Source excerpt:
——

In [3], descriptions are generated with tolerable efficiency and ResNet50 CNN is used for feature extraction. ResNet50 was among the best performers, but they suffered from the vanishing gradient problem, which is sorted here using VGG19. VGG 19 shows comparatively better performance when time and space are considered during the training process.
The image is first preprocessed to convert into a 224 × 224 × 3 dimension to pass through the encoder. Then, following the encoder-decoder translation method, the features are passed through the Dense-LSTM network. Paper [4] lacked on text generation part, for which the LSTM network is used for enhancement. Using LSTM, better descriptions are generated as it can handle long-time information. In [43], Dense-LSTM is used to solve degradation problems and efficiently use the information in speech-emotion recognition. Therefore to upgrade the generated text quality, Dense-LSTM is used instead of simple LSTM or RNN in the proposed work. Here, beam-search is used to opt for the better description generated by the decoder.
The basic concept is taken from the paper[9], which addresses that the textual descriptions could be improved using VGG19 as an encoder and LSTM at the decoder part of the model. In [9] author showed promising outcomes on non-standard data. The proposed model further extends the same concept with changes using Dense-LSTM with a modified VGG19 model on a standard data set. The descriptions are preprocessed separately in the training set to develop a dictionary. For training purposes, the Flickr8k and Flickr30k datasets are used. A significant portion of such models is task-related to classifying images, which includes considerable complications in execution. More than identifying the content of visuals and objects is required for such a task. Identifying their relationship is equally important to generate a suitable human-like textual description. The main objective is efficiently producing textual descriptions in human-like language to get the semantics in the visual content for which Dense-LSTM is used.
Motivation
Many applications like image indexing, image editing and virtual assistance in computers and phones are where text generation for visual content is used. While generating text for visual content, existing approaches use objects in an image, whereas the relation between them is equally important. Therefore, a novel Dense-LSTM is proposed to get the semantics in the visual content. When an image is posted on social media, the suggested tool helps predict the text for the content and offers emoticons according to the sentiment in the description. This tool can also generate descriptions in audio form so that it can help visually impaired/incapable people in their daily activities. It can help them understand the surroundings by taking video frames as input and generating descriptions of that frame when used with an IoT-enabled device, which can be directly transferable in audio form to that person. Children are more attentive to the visuals and audio than the text. It helps in child education by providing the facility with an audio and textual description of the visual content to grasp more attention. Search engines like Google are also used for such purposes. Still, Google API is combined with the proposed model to give a more relevant description of the visual content, which is not available in a simple search. In the same way, when the proposed model is combined with an IoT-enabled device, the applications will get broader aspects and areas.

——

Collected material:
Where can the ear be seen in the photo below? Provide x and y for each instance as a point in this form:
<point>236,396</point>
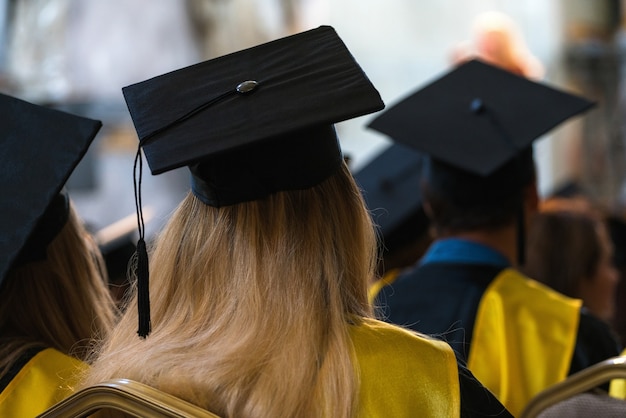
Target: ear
<point>427,209</point>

——

To be done:
• A. Give every bracketed reference number cited in the excerpt on generating image descriptions, listing each one once.
• B. Reproduce the portion of the excerpt on generating image descriptions that opens with the words "In [3], descriptions" and closes with "the training process.".

Expected answers:
• A. [3], [4], [43], [9]

• B.
In [3], descriptions are generated with tolerable efficiency and ResNet50 CNN is used for feature extraction. ResNet50 was among the best performers, but they suffered from the vanishing gradient problem, which is sorted here using VGG19. VGG 19 shows comparatively better performance when time and space are considered during the training process.